# Available data:
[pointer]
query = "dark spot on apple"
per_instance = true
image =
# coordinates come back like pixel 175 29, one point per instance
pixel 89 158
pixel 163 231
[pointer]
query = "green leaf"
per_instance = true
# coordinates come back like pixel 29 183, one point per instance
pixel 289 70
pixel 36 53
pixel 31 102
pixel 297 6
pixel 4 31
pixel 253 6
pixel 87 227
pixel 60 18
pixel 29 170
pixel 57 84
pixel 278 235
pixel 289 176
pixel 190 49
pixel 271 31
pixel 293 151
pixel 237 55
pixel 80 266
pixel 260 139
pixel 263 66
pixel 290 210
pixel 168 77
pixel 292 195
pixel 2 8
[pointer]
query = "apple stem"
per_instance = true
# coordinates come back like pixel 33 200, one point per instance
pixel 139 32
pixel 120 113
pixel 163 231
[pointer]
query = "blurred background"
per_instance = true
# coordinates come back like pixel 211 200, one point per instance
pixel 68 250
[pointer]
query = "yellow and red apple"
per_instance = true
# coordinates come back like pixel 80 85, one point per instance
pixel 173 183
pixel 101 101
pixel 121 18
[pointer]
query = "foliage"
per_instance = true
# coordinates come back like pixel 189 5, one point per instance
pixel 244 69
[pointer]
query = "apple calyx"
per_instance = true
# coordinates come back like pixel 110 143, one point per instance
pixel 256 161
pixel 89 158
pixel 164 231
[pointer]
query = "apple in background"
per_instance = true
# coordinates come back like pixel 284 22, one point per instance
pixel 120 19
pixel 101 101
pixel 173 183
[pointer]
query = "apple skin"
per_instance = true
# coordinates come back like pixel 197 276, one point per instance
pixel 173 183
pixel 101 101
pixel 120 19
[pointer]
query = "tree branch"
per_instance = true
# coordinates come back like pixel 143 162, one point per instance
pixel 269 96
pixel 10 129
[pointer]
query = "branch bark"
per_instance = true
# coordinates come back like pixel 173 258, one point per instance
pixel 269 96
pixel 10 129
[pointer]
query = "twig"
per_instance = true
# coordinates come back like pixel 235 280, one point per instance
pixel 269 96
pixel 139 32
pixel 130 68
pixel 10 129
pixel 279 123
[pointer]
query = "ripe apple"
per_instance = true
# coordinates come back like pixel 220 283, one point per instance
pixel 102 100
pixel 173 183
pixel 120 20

# What to work on:
All lines in the entries above that hold the word "branch" need to be copied.

# Task response:
query = "tree branch"
query = "branch bark"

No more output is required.